TEXTO DE ESTUDO

+ + + +

Para a psicóloga criminal Maria do Sameiro, "a aproximação a Carlos Castro não pode ter sido inocente. Ele não representava uma figura paternal. A sua homossexualidade era conhecida publicamente. É impossível invocar desconhecimento por se viver em Cantanhede, pois o acesso que hoje se tem à realidade é total. Pelo que já foi dito, a mãe acompanhou o Renato no concurso televisivo e sabia dessa ligação. Portanto, houve uma aposta em tentar alcançar algo". É que as mulheres, diz a psicóloga, "tendem a viver o sucesso dos filhos com grande intensidade".

A EXPERIÊNCIA NOVA

Renato Seabra foi acólito e ajudou nas celebrações religiosas. A família ia à missa. A igreja, no centro de Cantanhede, está a poucos metros da casa onde os irmãos cresceram, no nº 14 do largo Conselheiro Ferreira Freire, e que agora está à venda. É branca, sem luxos, com garagem e um portão antigo.

O único desvio à rotina habitual que se conhece a Odília foi o incentivo que deu ao filho para participar num curso televisivo. De resto, dela dizem o que de melhor se pode dizer numa terra longe da cidade grande: "Uma mulher séria a quem nunca se conheceu outro companheiro além do marido". Renato, a propósito do programa de 2010, contou numa entrevista: "A minha mãe incentivou-me bastante e tranquilizou-me. Disse: ‘Filho, vais sem grandes expectativas. Vale pela experiência nova. Tudo passo a passo".

+ + + +

DADOS FORNECIDOS
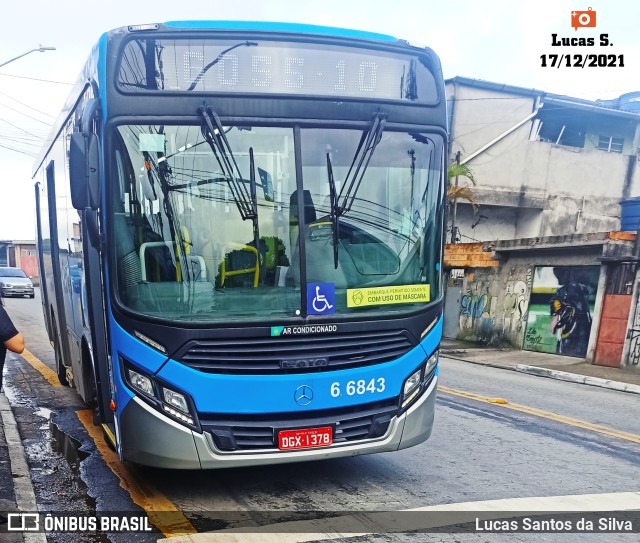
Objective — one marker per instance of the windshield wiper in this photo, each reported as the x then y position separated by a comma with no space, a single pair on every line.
368,143
246,200
333,202
213,132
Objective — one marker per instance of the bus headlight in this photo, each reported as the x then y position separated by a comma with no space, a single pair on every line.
141,382
418,381
154,391
175,399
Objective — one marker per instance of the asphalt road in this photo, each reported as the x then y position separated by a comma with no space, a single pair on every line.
544,442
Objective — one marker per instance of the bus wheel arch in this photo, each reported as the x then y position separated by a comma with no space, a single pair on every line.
61,369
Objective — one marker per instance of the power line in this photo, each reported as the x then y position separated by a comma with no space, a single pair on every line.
36,79
32,155
21,113
27,106
22,129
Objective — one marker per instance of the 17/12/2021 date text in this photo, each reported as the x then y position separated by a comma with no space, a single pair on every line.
582,61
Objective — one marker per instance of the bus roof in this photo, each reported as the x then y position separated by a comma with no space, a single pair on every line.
282,27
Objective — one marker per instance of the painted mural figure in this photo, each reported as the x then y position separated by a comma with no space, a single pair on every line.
571,318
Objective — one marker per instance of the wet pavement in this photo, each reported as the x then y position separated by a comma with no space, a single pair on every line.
566,368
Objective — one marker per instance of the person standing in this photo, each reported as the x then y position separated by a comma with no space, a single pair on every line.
10,339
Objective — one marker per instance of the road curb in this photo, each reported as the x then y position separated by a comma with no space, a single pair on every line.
577,378
22,486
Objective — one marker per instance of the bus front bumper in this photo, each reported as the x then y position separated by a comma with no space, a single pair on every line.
149,438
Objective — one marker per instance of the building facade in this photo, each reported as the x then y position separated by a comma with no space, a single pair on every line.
550,174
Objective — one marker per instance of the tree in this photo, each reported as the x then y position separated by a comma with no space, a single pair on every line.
455,191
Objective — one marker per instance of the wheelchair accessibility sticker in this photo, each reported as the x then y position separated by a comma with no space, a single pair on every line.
321,298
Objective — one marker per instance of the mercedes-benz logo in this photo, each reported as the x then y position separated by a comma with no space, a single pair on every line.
303,395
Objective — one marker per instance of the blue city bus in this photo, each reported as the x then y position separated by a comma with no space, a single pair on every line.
240,239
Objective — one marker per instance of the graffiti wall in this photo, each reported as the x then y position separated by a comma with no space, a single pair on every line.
493,306
560,309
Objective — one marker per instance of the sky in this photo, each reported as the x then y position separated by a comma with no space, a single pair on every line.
502,41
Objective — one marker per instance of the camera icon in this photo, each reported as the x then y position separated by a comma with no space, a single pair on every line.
583,19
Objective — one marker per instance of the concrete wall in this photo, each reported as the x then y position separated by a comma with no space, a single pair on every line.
494,301
537,188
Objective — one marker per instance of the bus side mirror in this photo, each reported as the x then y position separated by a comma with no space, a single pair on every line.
84,170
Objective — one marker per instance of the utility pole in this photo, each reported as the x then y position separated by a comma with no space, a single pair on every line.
455,205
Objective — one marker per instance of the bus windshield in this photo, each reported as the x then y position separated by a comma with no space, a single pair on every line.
240,230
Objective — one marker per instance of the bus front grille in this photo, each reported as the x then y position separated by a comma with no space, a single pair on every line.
257,432
294,354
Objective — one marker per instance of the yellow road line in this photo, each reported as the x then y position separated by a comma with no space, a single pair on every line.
40,366
162,513
627,436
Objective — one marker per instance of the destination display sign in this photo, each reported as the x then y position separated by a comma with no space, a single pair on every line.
268,67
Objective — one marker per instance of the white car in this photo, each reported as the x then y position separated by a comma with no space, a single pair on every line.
14,282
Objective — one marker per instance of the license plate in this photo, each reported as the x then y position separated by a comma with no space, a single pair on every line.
307,438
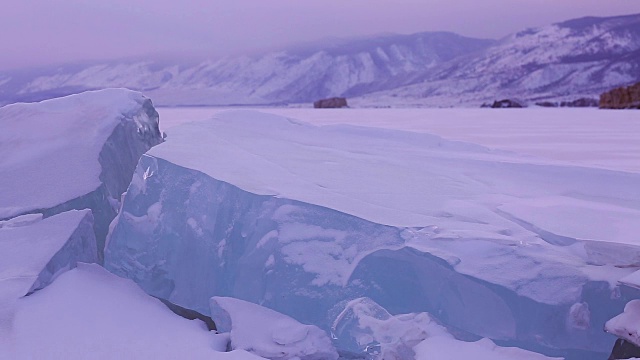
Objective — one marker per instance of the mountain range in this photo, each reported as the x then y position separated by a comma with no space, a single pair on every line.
564,61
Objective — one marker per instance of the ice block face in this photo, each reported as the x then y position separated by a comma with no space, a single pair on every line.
365,328
34,251
269,334
74,152
299,218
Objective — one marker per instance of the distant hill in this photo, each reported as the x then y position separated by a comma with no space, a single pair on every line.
564,61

+ + + +

TAREFA A
Transcreva do texto sobre Renato Seabra o trecho que vai de "Renato Seabra foi" até "um portão antigo.".
TAREFA B
Escreva a continuação do texto sobre Renato Seabra, a partir da última frase apresentada.
As entradas não têm qualquer papel aqui.

RESPOSTA ESCRITA A
Renato Seabra foi acólito e ajudou nas celebrações religiosas. A família ia à missa. A igreja, no centro de Cantanhede, está a poucos metros da casa onde os irmãos cresceram, no nº 14 do largo Conselheiro Ferreira Freire, e que agora está à venda. É branca, sem luxos, com garagem e um portão antigo.

RESPOSTA ESCRITA B
REFÉM DA IMAGEM

"O Renato era notado como um filho ‘apolíneo', que significava a perfeição, o equilíbrio de todas as formas, características requeridas para o plateau. A mãe teria orgulho, ela estaria muito feliz por ter parido aquele filho", nota o psicossociólogo Luís Rodrigues, e acrescenta: "A sociedade actual vive um problema que é a cultura do freestyle. Não temos padrões muito certos de comportamento".

Vítor Cotovio, psiquiatra e psicoterapeuta na Casa de Saúde do Telhal, conhece a história que saltou fronteiras e é notícia em jornais que não se escrevem em português. "Estamos aqui perante um problema que aflige a sociedade actual, em que a felicidade está refém da imagem. Quem tem responsabilidade de educador não pode ficar refém da fama. Neste caso, um rapaz de 21 anos já tem uma capacidade de escolha, das opções que foi fazendo. Gostou, sentiu que tinha jeito e recursos para singrar".

Emília Agostinho fundou a associação A Nossa Âncora, de apoio aos pais em luto, pouco depois da morte da filha Mónica, de 18 anos, num acidente de automóvel. "Ter um filho na cadeia é um luto em vida. Porque aquele jovem não morreu fisicamente mas morreu para a vida social. Respira mas não está a viver. A pena do filho será a dela também".

"A AUSÊNCIA DOS FILHOS É MUITO DOLOROSA" (Paula Fernandes, mãe de Tiago Fernandes, actor de ‘Floribella', preso por tráfico de droga)

- O seu filho, Tiago Fernandes - que o grande público conhecia do elenco de ‘Floribella' - foi preso por tráfico de droga. O que sente uma mãe nesta situação?

- É um grande choque, uma grande angústia, mas nestas alturas encontram-se forças onde nem sequer sabíamos que existiam. Em 20 anos, foi a primeira vez que me afastei do Tiago. Fica um vazio muito grande... temos tantas coisas para lhes dizer e as visitas não chegam.

- Em momento algum deixou de o apoiar. O amor entre mães e filhos não conhece barreiras?

- Mesmo sem aceitar, sem compreender o porquê, temos de apoiar e proteger os nossos filhos. Isso é ser mãe. É estar sempre ao lado dos filhos, em quaisquer circunstâncias.

- Mas as circunstâncias que envolveram o crime de Renato Seabra são trágicas. Como acha que a mãe dele se sente?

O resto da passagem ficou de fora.